В этом согласном хоре не выделялись почти ничьи голоса, кроме, может быть, одного только Батюшкова (баснописец Крылов не в счет). Вот как он описывает переход русских войск через Неман:

Снегами погребен, угрюмый Неман спал.

Равнину льдистых вод и берег опустелый

И на брегу покинутые селы

Туманный месяц озарял.

Все пусто... Кое-где на снеге труп чернеет,

И брошенных костров огонь, дымяся, тлеет,

И хладный, как мертвец,

Один среди дороги,

Сидит задумчивый беглец

Недвижим, смутный взор вперив на мертвы ноги.

И всюду тишина... И се, в пустой дали

Сгущенных копий лес возникнул из земли!

Он движется. Гремят щиты, мечи и брони,

И грозно в сумраке ночном

Чернеют знамена, и ратники, и кони:

Несут полки славян погибель за врагом,

Достигли Немана - и копья водрузили.

Громкая и архаическая военная риторика, вторгаясь неожиданно после сумрачных интонаций, звучащих в начале стихотворения, как бы разламывает его на две половины. Любил такие резкие сломы стилистики и Карамзин, конечно, уступавший Батюшкову в поэтической одаренности - но не в литературной технике. "Военная песнь" Карамзина, включенная в эту Антологию, строится по обратной схеме, чем "Переход через Неман" Батюшкова. Она написана в связи со Шведской войной 1788 года и начинается подчеркнуто традиционно. Громозвучный слог не был естественным стилем для Карамзина, тяготевшего в поэзии скорее к мягкому, сентиментальному, идиллическому звучанию, но при желании он мог мастерить весьма совершенные подражания этому слогу:

Туда, где знамя брани веет,

Туда, где гром войны гремит,

Где воздух стонет, солнце меркнет,

Земля дымится и дрожит;

Где жизнь бледнеет и трепещет;

Где злобы, клятвы, ада дщерь,

Где смерть с улыбкой пожирает

Тьмы жертв и кровь их жадно пьет,

Туда спеши, о сын России!

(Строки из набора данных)
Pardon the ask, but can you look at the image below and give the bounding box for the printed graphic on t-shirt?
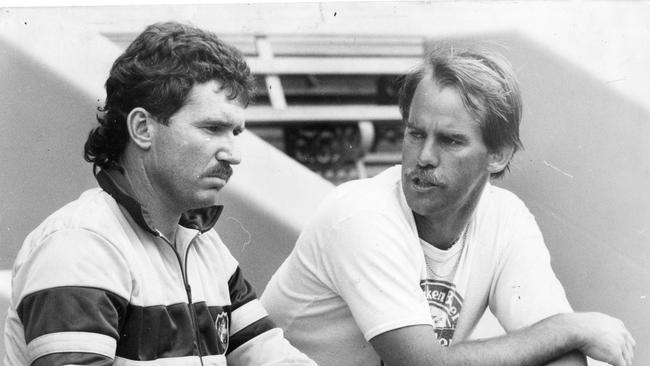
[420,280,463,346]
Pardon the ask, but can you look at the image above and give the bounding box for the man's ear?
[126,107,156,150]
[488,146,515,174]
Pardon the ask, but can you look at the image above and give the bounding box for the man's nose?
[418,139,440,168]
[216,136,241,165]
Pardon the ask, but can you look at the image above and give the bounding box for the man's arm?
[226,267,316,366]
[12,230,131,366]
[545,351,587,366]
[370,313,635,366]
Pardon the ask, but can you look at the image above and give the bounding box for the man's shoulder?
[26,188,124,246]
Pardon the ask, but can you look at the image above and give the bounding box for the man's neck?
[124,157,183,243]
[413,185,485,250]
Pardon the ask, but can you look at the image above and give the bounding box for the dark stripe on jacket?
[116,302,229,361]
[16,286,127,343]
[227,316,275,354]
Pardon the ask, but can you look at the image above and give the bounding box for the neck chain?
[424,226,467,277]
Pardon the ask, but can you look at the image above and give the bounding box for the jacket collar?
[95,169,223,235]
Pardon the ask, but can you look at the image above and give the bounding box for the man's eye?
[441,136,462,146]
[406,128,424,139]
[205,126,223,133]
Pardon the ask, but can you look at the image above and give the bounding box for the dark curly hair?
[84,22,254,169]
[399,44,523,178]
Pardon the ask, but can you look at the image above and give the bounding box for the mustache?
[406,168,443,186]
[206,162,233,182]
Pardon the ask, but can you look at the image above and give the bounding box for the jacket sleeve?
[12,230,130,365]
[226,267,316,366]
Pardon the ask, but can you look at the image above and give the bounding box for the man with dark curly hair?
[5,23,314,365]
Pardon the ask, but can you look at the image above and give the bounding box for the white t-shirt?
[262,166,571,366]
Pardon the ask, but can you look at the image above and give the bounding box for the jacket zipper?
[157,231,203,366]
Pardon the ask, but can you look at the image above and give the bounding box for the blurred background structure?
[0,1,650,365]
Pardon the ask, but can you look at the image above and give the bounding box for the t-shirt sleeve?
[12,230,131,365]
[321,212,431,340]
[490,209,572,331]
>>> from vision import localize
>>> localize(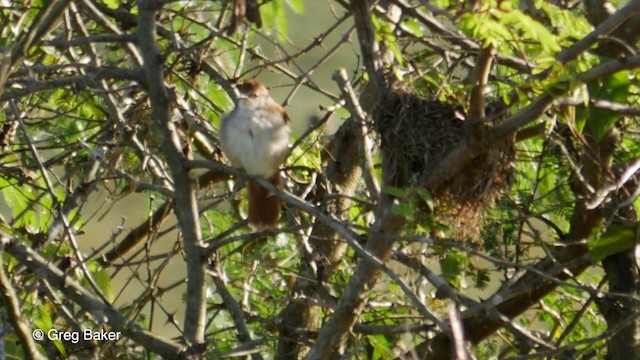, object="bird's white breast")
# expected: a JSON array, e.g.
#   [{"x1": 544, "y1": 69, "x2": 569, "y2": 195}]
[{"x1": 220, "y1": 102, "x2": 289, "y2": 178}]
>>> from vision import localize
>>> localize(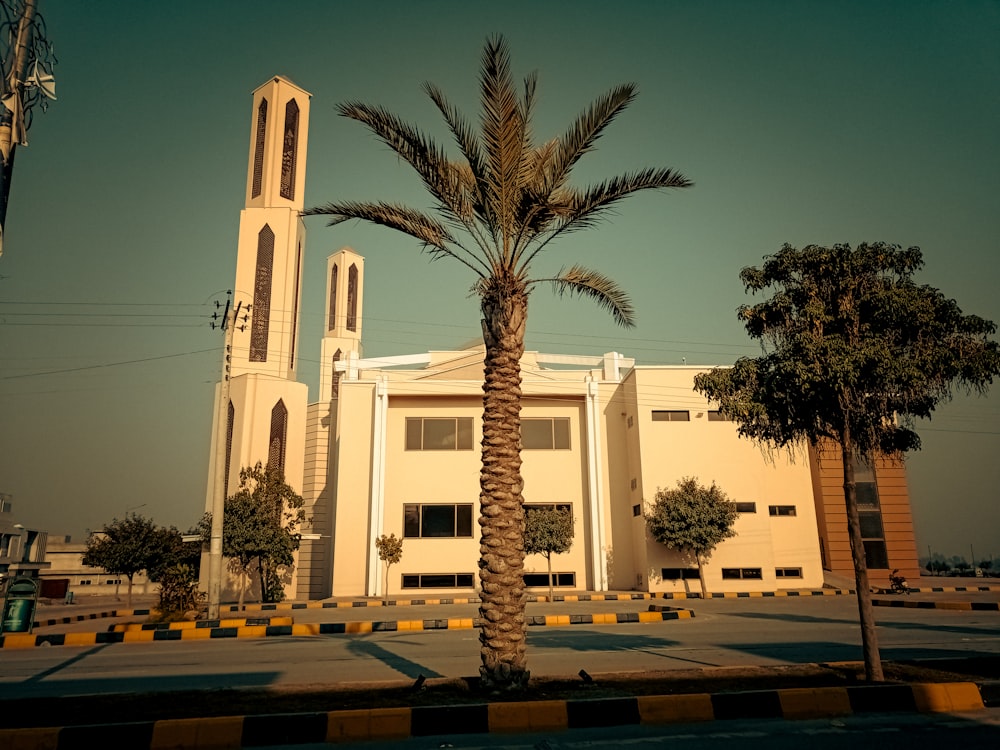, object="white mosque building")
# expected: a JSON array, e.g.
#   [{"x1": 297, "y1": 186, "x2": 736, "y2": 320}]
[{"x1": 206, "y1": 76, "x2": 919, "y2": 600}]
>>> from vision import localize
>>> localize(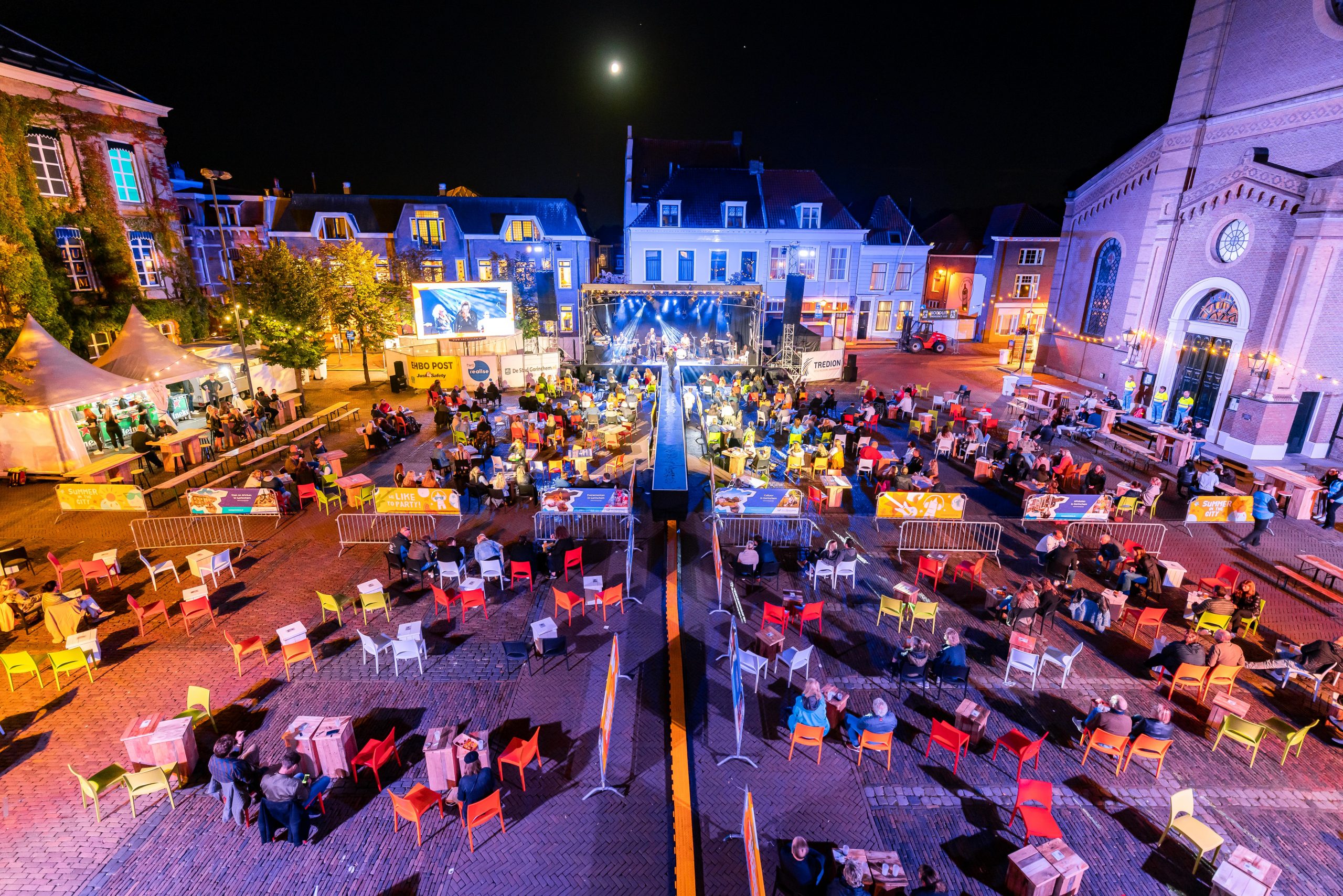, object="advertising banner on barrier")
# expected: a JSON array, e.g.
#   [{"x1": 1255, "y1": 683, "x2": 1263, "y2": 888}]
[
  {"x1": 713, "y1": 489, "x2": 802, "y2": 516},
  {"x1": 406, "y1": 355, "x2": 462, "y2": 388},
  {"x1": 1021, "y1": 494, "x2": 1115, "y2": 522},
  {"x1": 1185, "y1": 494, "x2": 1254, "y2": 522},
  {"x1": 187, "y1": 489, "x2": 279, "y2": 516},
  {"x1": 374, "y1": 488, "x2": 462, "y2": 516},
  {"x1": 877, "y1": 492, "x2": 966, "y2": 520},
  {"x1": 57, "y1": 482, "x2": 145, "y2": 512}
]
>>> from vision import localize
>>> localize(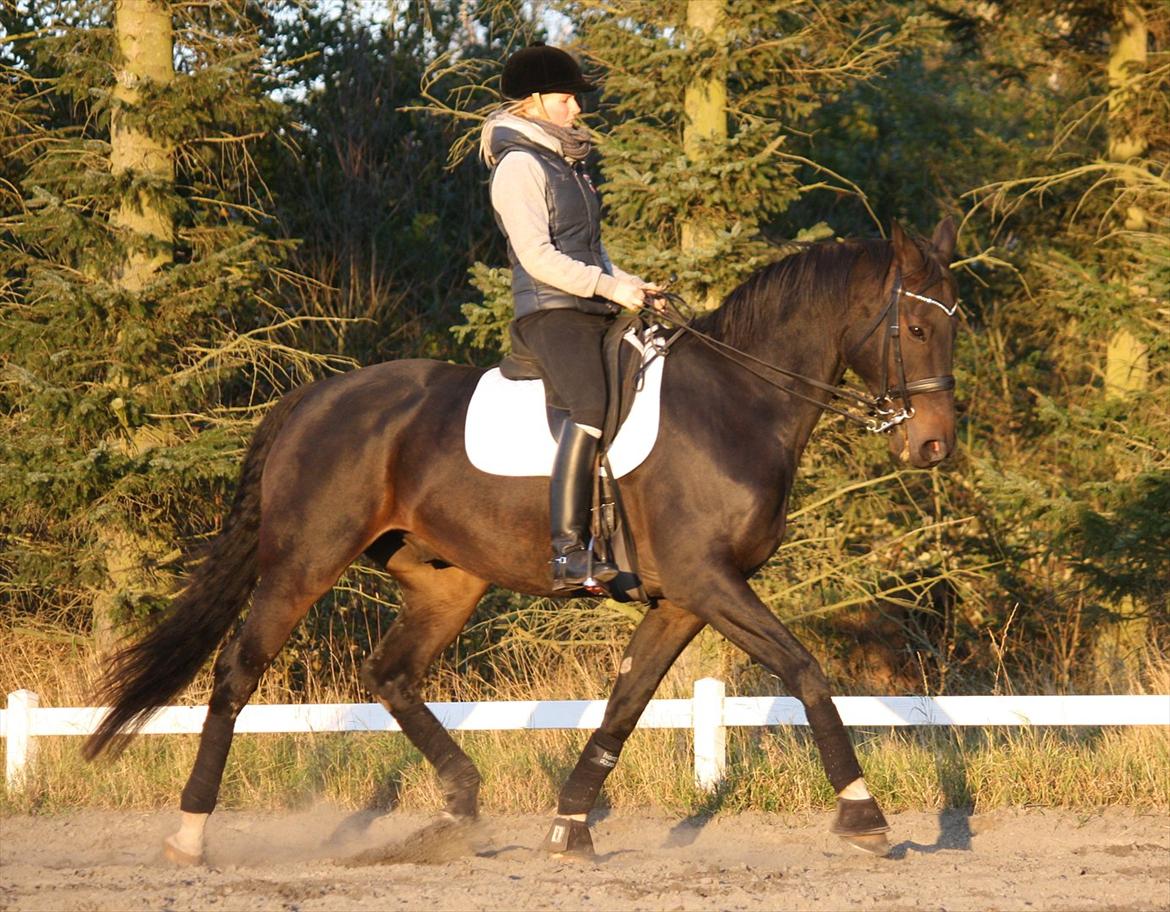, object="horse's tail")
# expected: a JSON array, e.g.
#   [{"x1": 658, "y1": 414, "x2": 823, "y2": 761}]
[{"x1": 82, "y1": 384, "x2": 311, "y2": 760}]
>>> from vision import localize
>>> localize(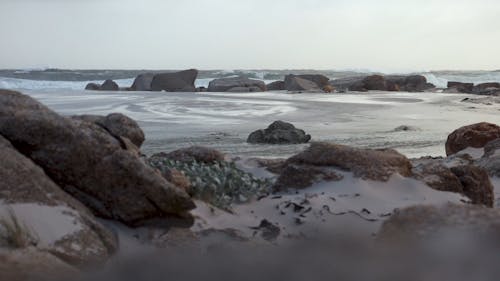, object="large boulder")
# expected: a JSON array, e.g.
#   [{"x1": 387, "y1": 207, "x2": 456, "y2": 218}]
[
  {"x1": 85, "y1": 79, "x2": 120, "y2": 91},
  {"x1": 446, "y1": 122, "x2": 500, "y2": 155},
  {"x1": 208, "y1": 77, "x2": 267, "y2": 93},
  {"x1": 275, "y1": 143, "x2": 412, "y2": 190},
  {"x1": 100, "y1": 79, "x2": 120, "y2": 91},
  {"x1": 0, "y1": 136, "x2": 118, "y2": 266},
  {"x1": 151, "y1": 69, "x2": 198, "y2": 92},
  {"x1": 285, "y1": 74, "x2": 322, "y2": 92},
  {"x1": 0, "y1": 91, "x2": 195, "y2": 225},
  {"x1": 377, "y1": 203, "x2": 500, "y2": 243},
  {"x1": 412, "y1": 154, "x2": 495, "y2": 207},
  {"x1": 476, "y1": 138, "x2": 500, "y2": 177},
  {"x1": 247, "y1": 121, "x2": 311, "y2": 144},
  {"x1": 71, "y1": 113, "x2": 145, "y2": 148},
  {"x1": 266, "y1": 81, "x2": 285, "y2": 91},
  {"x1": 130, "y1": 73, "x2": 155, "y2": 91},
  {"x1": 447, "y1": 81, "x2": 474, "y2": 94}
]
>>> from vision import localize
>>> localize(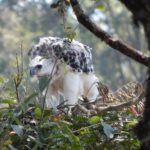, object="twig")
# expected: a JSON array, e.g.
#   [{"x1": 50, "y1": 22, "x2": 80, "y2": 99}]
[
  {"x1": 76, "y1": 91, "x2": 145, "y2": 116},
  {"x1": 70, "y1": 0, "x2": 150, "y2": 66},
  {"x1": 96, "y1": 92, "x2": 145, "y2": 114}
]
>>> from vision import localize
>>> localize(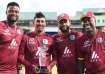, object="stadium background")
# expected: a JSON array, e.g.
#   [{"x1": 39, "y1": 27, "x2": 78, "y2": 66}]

§ Что требуется:
A: Перечислите всех поэтов, названных по фамилии в отрывке о Батюшкове и Карамзине.
B: Ответьте по отрывку о Батюшкове и Карамзине:
(i) Что озарял туманный месяц в стихотворении Батюшкова?
(ii) В связи с какой войной написана «Военная песнь» Карамзина?
(iii) По какой схеме, в сравнении с «Переходом через Неман», строится «Военная песнь»?
Эти строки никак не связаны с отрывком.

§ Ответы по порядку:
A: Батюшков, Крылов, Карамзин

B:
(i) Равнину льдистых вод, опустелый берег и покинутые селы на брегу.
(ii) В связи со Шведской войной 1788 года.
(iii) По обратной схеме.